▶ _PROVIDED PASSAGE_:
┏━━

# Plus-size models wearing fat suits are new fashion low



## lovelocs (Aug 5, 2011)

I'm not even going to say anything... 

View attachment dafuck.jpg


----------



## ConnieLynn (Aug 5, 2011)

Fixed the link

And nothing about fashion industry / fashion models surprises me anymore.


----------



## Tania (Aug 5, 2011)

Pff. Or, you know, she could've left the calls to someone who's actually a size 18 and not made the offensive comment about having the body she wants while being able to stay "healthy." I get that people have happy weights and feel that nobody should have to gain or lose weight to work, but what a fucking crappy way of putting it.


----------



## Jon Blaze (Aug 5, 2011)

Unbelievable.


----------



## CarlaSixx (Aug 5, 2011)

I'm not surprised. I've heard of this before. When a model is not thin enough for regular modeling, but not curvy enough for plus size, they lump her in with the plus size and make her wear body pads to smooth out the areas that don't have the kind of curve that the company wants.

┗━━

▶ _WRITTEN INSTRUCTION 1_:
Reproduce the portion of the thread on plus-size models above that begins at the words "Pff. Or, you" and stops after "of putting it.", replacing "size 18" with "size 20".
▶ _WRITTEN INSTRUCTION 2_:
Extend the thread on plus-size models above by writing what comes after its final post.

▶ _RECORD LIST_:
┏━━

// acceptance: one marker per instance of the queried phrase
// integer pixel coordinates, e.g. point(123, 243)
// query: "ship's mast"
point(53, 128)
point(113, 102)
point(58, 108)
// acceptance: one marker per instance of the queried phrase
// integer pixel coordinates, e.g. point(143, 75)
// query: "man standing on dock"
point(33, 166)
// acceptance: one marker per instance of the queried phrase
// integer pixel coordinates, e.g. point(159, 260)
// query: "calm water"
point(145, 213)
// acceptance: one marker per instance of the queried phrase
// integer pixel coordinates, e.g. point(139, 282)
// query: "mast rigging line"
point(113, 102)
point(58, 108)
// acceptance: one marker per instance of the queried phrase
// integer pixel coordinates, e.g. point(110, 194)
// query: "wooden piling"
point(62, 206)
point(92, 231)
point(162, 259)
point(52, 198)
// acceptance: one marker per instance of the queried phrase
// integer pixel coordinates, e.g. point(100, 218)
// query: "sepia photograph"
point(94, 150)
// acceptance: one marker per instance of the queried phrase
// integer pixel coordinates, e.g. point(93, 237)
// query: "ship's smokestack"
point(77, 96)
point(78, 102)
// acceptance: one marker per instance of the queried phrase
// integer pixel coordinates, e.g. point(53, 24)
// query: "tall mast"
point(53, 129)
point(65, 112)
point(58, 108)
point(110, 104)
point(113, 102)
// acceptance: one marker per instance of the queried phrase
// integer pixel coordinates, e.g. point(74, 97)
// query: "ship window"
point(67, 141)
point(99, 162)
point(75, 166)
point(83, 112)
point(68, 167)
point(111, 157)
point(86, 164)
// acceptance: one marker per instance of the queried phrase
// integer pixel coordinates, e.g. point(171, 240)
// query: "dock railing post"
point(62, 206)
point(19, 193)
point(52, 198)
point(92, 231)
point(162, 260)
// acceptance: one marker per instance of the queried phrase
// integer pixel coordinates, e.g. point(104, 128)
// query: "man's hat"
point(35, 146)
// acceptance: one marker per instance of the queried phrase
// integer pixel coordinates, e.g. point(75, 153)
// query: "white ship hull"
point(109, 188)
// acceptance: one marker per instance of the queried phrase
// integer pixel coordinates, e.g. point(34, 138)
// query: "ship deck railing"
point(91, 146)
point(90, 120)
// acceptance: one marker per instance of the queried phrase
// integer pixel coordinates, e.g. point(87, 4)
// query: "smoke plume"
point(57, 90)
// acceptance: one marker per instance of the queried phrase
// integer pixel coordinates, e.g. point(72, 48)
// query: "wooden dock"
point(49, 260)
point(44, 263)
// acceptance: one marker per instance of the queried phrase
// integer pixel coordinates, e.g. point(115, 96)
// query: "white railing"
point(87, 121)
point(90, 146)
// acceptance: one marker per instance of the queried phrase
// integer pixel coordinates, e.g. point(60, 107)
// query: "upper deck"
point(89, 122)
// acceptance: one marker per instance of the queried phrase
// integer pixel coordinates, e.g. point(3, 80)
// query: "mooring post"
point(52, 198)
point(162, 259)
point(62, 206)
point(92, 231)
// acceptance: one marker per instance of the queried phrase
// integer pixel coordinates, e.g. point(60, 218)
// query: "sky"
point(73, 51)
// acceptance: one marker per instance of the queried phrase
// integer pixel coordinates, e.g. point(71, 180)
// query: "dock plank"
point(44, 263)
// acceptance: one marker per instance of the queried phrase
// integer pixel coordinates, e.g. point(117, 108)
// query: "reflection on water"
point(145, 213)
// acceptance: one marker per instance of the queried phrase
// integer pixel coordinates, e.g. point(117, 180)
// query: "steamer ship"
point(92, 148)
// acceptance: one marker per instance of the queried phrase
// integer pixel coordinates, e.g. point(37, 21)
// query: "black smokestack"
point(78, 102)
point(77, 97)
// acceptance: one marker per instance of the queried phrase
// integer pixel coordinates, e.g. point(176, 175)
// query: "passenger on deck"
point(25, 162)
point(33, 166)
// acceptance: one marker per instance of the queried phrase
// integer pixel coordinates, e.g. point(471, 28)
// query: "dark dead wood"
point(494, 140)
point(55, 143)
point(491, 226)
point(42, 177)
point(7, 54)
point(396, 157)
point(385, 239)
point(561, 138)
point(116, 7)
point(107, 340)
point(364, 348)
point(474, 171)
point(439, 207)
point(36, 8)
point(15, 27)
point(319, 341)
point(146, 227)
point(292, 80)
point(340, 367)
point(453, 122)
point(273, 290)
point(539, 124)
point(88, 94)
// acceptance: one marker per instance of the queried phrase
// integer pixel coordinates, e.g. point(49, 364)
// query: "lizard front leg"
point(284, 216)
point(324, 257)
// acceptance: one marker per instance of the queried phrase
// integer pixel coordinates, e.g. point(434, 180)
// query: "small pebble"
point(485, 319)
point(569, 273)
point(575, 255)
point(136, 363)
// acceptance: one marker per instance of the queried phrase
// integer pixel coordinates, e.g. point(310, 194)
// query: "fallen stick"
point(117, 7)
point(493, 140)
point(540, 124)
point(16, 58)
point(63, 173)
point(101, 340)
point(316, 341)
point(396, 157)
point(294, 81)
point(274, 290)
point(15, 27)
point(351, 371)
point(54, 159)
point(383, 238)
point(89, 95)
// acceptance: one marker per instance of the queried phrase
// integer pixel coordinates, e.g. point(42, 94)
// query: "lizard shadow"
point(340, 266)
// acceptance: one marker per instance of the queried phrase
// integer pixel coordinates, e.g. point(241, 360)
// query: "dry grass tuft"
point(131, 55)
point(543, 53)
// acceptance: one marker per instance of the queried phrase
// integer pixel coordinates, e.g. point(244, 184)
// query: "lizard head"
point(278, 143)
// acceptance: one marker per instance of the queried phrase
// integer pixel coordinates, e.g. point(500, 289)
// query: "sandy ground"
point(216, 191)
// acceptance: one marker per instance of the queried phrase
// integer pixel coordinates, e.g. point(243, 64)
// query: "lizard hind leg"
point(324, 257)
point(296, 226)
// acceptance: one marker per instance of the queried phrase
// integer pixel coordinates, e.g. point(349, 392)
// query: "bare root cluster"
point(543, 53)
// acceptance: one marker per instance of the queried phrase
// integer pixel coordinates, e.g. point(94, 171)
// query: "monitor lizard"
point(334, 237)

┗━━

▶ _WRITTEN ANSWER 1_:
Pff. Or, you know, she could've left the calls to someone who's actually a size 20 and not made the offensive comment about having the body she wants while being able to stay "healthy." I get that people have happy weights and feel that nobody should have to gain or lose weight to work, but what a fucking crappy way of putting it.

▶ _WRITTEN ANSWER 2_:
It's pathetic, yes, but not unheard of.


----------



## lovelocs (Aug 6, 2011)

Sorry about the link, folks...


----------



## love_my_life (Aug 6, 2011)

I think that articles like this prove what air-heads fashion models actually are...


----------



## mossystate (Aug 6, 2011)

love_my_life said:


> I think that articles like this prove what air-heads fashion models actually are...



Including the fat fashion models?

and

Main board.


----------



## idontspeakespn (Aug 6, 2011)

ConnieLynn said:


> Fixed the link
> 
> And nothing about fashion industry / fashion models surprises me anymore.




This is a serious WTF moment from the fashion industry. And in true 'dumb supermodel' style, using fat suits to continue to get plus size modelling work but not actually be plus-sized . If you want to be healthy and thin and a model, than be a thin model, don't insult the rest of us by putting on a clown suit to be a plus-size model. It promotes an unrealistic image of plus-sized women ('cause I know my body isn't in smooth, un-puckered condition) and takes away modelling gigs from actual plus-sized models. 

This is like a white model smearing on brown body paint and getting a perm to get gigs as a Black model.


----------



## ConnieLynn (Aug 6, 2011)

mossystate said:


> Including the fat fashion models?
> 
> and
> 
> Main board.



What fat fashion models? Where?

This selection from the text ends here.